▶ _Page extract_
□ □ □ □ □ □ □

Scientific classification
- Kingdom: Animalia
- Phylum: Chordata
- Class: Amphibia
- Order: Anura
- Family: Mantellidae
- Genus: Boophis
- Species: B. ankarafensis
- Binomial name: Boophis ankarafensis Penny, Andreone, Crottini, Holderied, Rakotizafy, Schwitzer, and Rosa, 2014

= Boophis ankarafensis =

- Authority: Penny, Andreone, Crottini, Holderied, Rakotizafy, Schwitzer, and Rosa, 2014
- Conservation status: CR

Species of frog

Boophis ankarafensis also known as Ankarafa skeleton frog is a species of frog in the family Mantellidae. It is endemic to Madagascar's northwestern coast where it is only known from Ankarafa Forest, a forest fragment in the Sahamalaza-Iles Radama National Park.

==Description==
Boophis ankarafensis are small frogs: adult males measure 23–24 mm and female (one specimen) 29 mm in snout–vent length. The body is slender, with the head much wider than the body. The background colour of dorsum and limbs is light green, but the webbing, finger, and toe disks are green-yellow. There are speckles of reddish-brown and yellow pigment covering the dorsum and limbs, and thin yellow dorsolateral stripes running from behind the eye to the forelimb, then fading towards the mid-body. There is some reddish-brown pigment that forms a band between the eyes and covers the supra-ocular area (interspersed with yellow speckling), as well as forming a faint rostral stripe between the eye and nose tip.

□ □ □ □ □ □ □

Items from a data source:
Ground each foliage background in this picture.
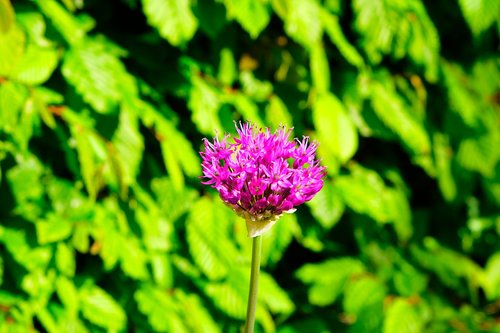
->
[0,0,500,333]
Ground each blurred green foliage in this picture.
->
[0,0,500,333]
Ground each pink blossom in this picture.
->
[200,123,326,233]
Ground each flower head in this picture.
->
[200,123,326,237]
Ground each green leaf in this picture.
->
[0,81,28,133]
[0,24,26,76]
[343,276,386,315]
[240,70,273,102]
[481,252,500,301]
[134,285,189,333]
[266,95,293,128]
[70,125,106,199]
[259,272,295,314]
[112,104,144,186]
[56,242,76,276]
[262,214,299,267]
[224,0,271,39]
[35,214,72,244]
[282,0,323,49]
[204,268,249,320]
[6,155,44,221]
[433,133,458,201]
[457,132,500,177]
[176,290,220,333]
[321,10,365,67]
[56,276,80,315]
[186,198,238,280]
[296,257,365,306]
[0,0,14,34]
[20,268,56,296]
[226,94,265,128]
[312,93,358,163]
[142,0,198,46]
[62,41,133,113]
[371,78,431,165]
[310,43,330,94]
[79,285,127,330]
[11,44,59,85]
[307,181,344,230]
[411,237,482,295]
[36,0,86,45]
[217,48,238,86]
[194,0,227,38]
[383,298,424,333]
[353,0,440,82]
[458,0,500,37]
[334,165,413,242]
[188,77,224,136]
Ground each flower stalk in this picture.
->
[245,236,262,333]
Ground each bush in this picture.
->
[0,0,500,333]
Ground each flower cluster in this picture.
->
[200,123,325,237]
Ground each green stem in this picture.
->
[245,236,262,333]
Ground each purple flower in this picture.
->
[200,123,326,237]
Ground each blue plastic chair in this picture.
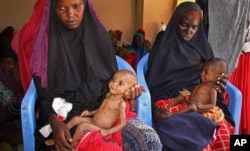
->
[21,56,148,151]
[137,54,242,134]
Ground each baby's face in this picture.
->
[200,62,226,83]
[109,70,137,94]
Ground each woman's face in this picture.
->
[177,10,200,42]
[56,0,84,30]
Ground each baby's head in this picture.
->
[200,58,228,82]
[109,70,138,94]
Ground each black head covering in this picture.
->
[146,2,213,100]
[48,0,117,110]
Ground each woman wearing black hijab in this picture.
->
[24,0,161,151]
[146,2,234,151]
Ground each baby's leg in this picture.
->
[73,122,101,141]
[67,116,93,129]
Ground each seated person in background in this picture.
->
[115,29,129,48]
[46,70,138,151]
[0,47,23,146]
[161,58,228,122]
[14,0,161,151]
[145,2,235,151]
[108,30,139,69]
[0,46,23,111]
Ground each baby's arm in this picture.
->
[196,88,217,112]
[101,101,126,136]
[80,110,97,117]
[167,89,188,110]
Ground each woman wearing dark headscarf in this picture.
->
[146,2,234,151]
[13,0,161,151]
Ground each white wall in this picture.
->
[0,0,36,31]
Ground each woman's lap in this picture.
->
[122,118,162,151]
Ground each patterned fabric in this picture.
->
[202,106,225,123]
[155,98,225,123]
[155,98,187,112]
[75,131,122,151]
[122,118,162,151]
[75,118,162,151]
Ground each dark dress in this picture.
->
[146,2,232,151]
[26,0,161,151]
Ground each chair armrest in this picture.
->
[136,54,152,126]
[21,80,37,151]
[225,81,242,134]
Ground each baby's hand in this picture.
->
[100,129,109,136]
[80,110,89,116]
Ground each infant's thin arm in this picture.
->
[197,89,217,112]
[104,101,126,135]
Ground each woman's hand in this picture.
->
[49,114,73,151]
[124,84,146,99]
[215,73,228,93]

□ □ □ □ □ □ □

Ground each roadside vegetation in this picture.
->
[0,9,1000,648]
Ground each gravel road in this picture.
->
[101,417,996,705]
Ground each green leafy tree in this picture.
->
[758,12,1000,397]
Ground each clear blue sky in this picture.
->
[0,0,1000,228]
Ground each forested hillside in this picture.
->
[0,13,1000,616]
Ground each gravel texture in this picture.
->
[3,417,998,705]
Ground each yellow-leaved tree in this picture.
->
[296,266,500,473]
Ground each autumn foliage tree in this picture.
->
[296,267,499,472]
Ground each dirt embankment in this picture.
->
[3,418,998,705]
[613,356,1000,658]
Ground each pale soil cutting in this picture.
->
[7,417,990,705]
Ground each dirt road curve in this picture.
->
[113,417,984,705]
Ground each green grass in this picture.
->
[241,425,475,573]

□ □ □ □ □ □ □

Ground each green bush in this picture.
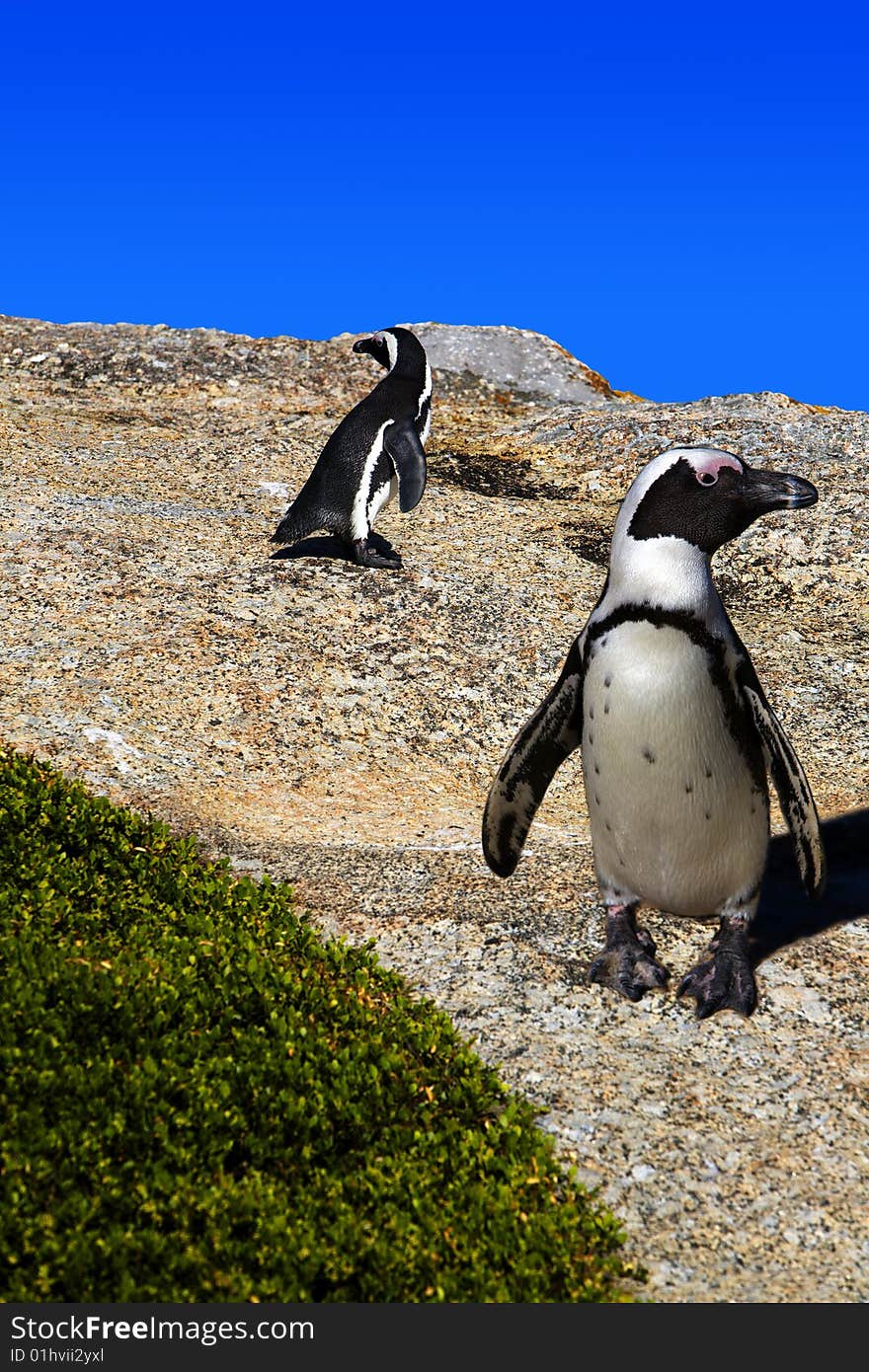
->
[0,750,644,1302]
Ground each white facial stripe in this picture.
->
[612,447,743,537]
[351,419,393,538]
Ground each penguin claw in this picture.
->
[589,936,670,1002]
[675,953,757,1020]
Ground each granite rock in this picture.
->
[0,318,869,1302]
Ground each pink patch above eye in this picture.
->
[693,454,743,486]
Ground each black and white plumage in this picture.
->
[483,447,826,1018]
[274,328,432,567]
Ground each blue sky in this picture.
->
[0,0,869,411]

□ □ □ □ □ □ □

▶ _Work to complete_
**1)** Turn the paragraph of the Boophis ankarafensis article that begins "Boophis ankarafensis are small frogs" into a bulleted list that keeps its main facts.
**2)** According to the Boophis ankarafensis article, in which forest is the species known to occur?
**3)** Write a continuation of the Boophis ankarafensis article that begins after its final sentence, the one ending "between the eye and nose tip."

▶ _Replies_
**1)**
- Size: adult males 23–24 mm and one female 29 mm in snout–vent length
- Build: slender body, with the head much wider than the body
- Base color: light green on the dorsum and limbs; webbing and finger and toe disks green-yellow
- Speckling: reddish-brown and yellow pigment across the dorsum and limbs
- Stripes: thin yellow dorsolateral stripes from behind the eye to the forelimb, fading toward mid-body
- Head markings: a reddish-brown band between the eyes covering the supra-ocular area with yellow speckling, plus a faint rostral stripe from the eye to the nose tip

**2)** Ankarafa Forest, a forest fragment in the Sahamalaza-Iles Radama National Park.

**3)**
==Habitat and conservation==
Most individuals that have been encountered were males calling along the banks of two streams during nighttime. They were calling from vegetation about 0.5–2 m high, typically close to each other. Most females were observed in amplexing pairs, but one female was found in a tree during the day approximately 3 m high and 30 m from a stream.

Boophis ankarafensis has only been found in intact forest, and it appears to be sensitive to anthropogenic disturbance. The species has not yet been assessed by the International Union for Conservation of Nature, but it is suggested that is should be classified as "Critically Endangered" because the area of occupancy of this species is small (probably less than 10 km²), it is not known from outside the Ankarafa Forest, and this forest fragment is experiencing widespread deforestation.